• Requirement:
Every entry, from first to last, is to be retyped without any alteration.

• Exercise data:
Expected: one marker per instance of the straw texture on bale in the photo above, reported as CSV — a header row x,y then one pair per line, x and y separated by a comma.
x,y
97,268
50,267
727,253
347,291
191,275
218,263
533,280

• Answer area:
Expected: one marker per instance of the straw texture on bale in the photo above, reported as CSV — a header row x,y then one pair per line, x and y separated by a comma.
x,y
97,268
50,267
727,253
347,291
191,275
218,263
533,280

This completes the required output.